■ **Provided entries**

=====

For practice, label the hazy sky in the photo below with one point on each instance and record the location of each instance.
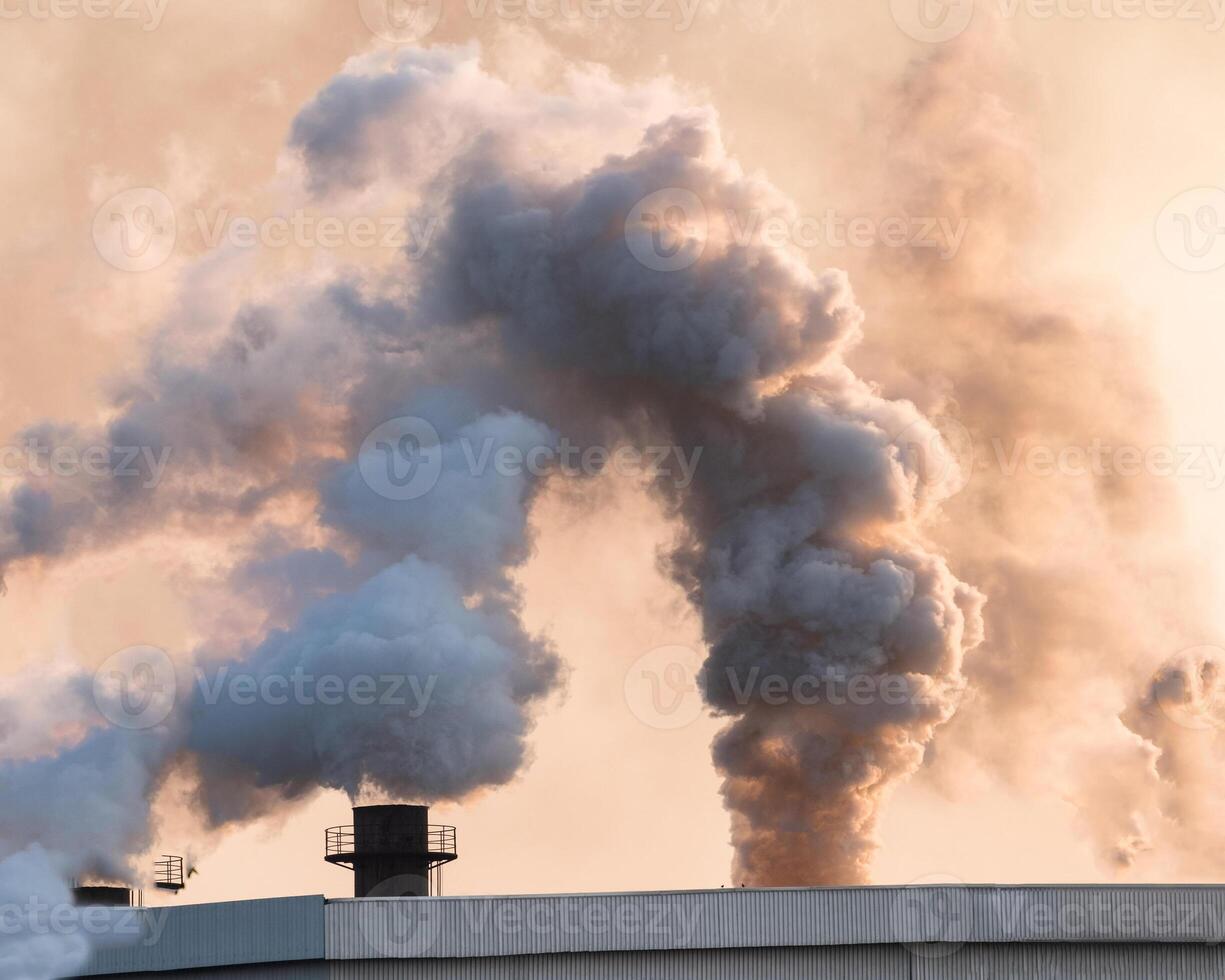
(196, 99)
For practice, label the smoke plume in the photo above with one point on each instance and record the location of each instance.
(554, 303)
(1085, 565)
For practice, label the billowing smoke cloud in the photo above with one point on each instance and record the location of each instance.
(1087, 565)
(537, 315)
(38, 941)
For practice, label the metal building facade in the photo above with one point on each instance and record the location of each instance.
(927, 932)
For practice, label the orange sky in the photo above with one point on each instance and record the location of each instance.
(201, 107)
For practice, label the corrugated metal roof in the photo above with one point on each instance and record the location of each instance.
(521, 925)
(226, 934)
(896, 919)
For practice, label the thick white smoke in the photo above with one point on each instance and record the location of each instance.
(532, 319)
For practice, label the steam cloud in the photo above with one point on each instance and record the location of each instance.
(531, 319)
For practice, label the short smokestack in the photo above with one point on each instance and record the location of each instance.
(102, 894)
(393, 850)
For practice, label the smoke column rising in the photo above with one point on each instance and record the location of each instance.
(533, 317)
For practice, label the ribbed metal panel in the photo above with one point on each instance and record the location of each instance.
(219, 935)
(312, 970)
(1074, 962)
(734, 918)
(799, 963)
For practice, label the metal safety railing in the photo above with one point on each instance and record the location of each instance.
(344, 840)
(168, 872)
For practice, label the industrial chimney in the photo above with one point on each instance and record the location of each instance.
(392, 850)
(103, 894)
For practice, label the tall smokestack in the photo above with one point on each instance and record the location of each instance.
(393, 850)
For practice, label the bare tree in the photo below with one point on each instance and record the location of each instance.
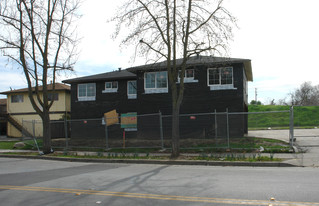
(172, 29)
(37, 36)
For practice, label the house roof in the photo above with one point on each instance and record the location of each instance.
(58, 87)
(198, 60)
(3, 101)
(115, 75)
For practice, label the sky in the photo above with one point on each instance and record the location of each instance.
(281, 37)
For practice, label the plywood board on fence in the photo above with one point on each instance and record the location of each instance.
(129, 120)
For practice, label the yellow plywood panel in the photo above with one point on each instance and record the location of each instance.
(111, 117)
(129, 120)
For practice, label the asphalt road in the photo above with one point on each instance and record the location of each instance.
(41, 182)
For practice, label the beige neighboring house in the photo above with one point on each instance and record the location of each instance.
(21, 115)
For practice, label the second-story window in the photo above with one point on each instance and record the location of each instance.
(156, 82)
(17, 98)
(86, 92)
(110, 87)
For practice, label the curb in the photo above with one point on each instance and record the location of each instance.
(163, 162)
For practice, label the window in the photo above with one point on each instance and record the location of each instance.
(110, 87)
(86, 92)
(189, 76)
(220, 78)
(17, 98)
(156, 82)
(131, 89)
(53, 96)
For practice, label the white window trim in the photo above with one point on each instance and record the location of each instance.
(221, 86)
(188, 79)
(131, 96)
(155, 90)
(86, 98)
(110, 90)
(20, 100)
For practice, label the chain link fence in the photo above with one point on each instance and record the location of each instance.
(201, 130)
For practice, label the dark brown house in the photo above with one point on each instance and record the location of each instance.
(212, 84)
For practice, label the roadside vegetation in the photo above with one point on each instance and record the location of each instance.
(304, 117)
(240, 145)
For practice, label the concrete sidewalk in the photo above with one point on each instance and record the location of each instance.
(288, 160)
(307, 142)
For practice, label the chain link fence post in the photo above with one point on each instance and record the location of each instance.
(291, 127)
(106, 135)
(66, 134)
(227, 122)
(161, 129)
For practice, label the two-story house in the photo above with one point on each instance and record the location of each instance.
(212, 84)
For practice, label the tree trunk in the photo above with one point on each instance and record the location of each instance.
(175, 132)
(46, 133)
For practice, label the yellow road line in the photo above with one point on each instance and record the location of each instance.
(157, 197)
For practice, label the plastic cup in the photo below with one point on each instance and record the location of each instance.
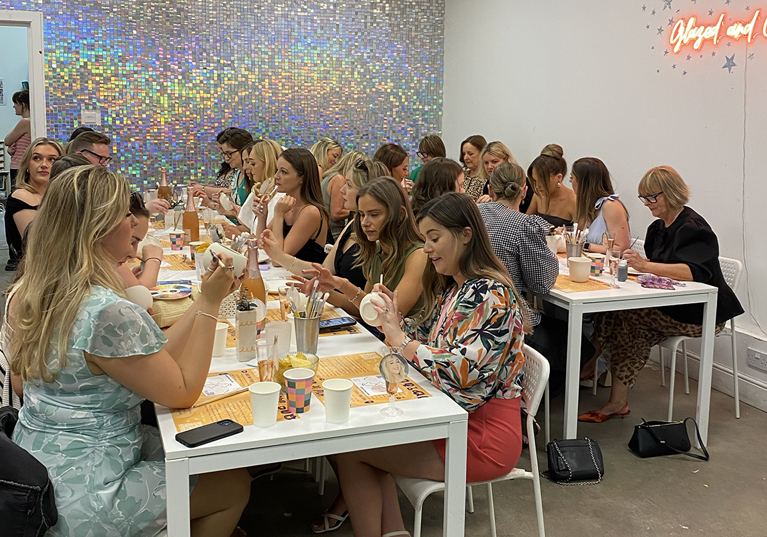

=====

Can you recast every one of the records above as a numbered list, with blank lines dropped and the pictures left out?

■ **Correct response**
1. For practice, label the hazy sky in the photo below with one point on each instance and record the location of each instance.
2. (196, 99)
3. For practice, label the smoke plume in the photo above with one point on each instance and record the location of each instance.
4. (554, 303)
5. (1085, 565)
6. For practice, label the billowing smoke cloud in the photo above with one point on each instance and record the location of each instance.
7. (1087, 565)
8. (537, 315)
9. (38, 941)
10. For practice, label the metal building facade in the photo above with one point on each instance and record the location of each instance.
11. (927, 932)
12. For practice, label the orange sky in the photo above with one point on each instance and record the location of each instance.
13. (201, 107)
14. For practice, label the corrugated metal roof in the photo above with one point on each instance and record the location of each instance.
15. (521, 925)
16. (226, 934)
17. (896, 919)
18. For practice, label the thick white smoke in the photo above with one point on each instance and record the location of each instance.
19. (532, 319)
20. For practice, label the steam cloud in the photo above with one point on each instance and record the location of each instance.
21. (531, 319)
22. For practice, label the short smokestack in the photo above with one point on each instance and record the location of each instance.
23. (102, 894)
24. (393, 850)
25. For practice, label the smoke column rising in the photo above with one point on each instance and record the location of each instance.
26. (533, 317)
27. For practice, label the ribbed metal panel in the photo above with one point on each instance and record the location of each instance.
28. (219, 935)
29. (312, 970)
30. (1074, 962)
31. (734, 918)
32. (799, 963)
33. For practice, label the metal safety railing in the photo above with one point on each instance and record the location of each instance.
34. (344, 840)
35. (168, 872)
36. For practice, label the industrial chimney in the photo above with one point on each instance and record the location of each instance.
37. (392, 850)
38. (103, 894)
39. For practice, label the tall smokestack in the photo above with one point on each instance and record the location of each instance.
40. (393, 850)
41. For practice, label the bare tree in the photo below with one point on each instance and record the location of each instance.
42. (172, 29)
43. (37, 36)
44. For practice, label the house roof in the photo above with one point on each instance and record the location of each instance.
45. (58, 87)
46. (198, 60)
47. (3, 101)
48. (115, 75)
49. For practice, label the sky in the photo above with one point on each instance and record the location of each instance.
50. (281, 37)
51. For practice, label the plywood board on fence in the photo above with one point on each instance and record the location of each instance.
52. (129, 120)
53. For practice, label the yellow plywood panel in the photo above with one point on each instance and record the location of each instance.
54. (111, 117)
55. (129, 120)
56. For practice, label the asphalt road in the photo above with one point on each instance and record the location of each instance.
57. (41, 182)
58. For practice, label the beige neighboring house in the photo above with one point on each instance and record the location of each instance.
59. (21, 115)
60. For practice, label the second-story window in the photo above with one point on each instance and record the location of each instance.
61. (156, 82)
62. (17, 98)
63. (86, 92)
64. (110, 87)
65. For practice, label the curb in the photo above with one point on each instance and record the location of each instance.
66. (163, 162)
67. For practice, label the window in the photo above with one point on each instance and record the location of each instance.
68. (110, 87)
69. (86, 92)
70. (189, 76)
71. (220, 78)
72. (17, 98)
73. (156, 82)
74. (131, 89)
75. (53, 96)
76. For practice, label the white window trim in the photo above with one point on each instance and record the location of each instance.
77. (221, 86)
78. (188, 79)
79. (131, 96)
80. (155, 90)
81. (86, 98)
82. (110, 90)
83. (20, 100)
84. For practice, label the chain link fence in the photo above with one point on each instance and record the location of each instance.
85. (201, 130)
86. For practice, label the dark brown house in the photo above with one point on each instance and record the location of each instance.
87. (212, 84)
88. For practice, label the roadside vegetation in the photo above with one point on each instance and record the location of each instance.
89. (304, 117)
90. (240, 145)
91. For practice, label the concrete sidewalk in the photo above with one point on each instance and record the location of each instance.
92. (288, 160)
93. (307, 142)
94. For practice, label the chain link fence post in the photo above with one point on each instance and record the location of each instance.
95. (291, 127)
96. (106, 135)
97. (66, 134)
98. (227, 122)
99. (161, 129)
100. For practice, label the two-story house in the photo above with one point on each instance and record the location of each instance.
101. (212, 84)
102. For practice, label the tree trunk in the photo above with one point on each instance and record the location of each instance.
103. (175, 132)
104. (46, 133)
105. For practice, label the yellow road line in the photo above with one point on each instance and record the location of each instance.
106. (157, 197)
107. For practice, label the plastic cup in the photo below with one point on each instance and record the location of each instance.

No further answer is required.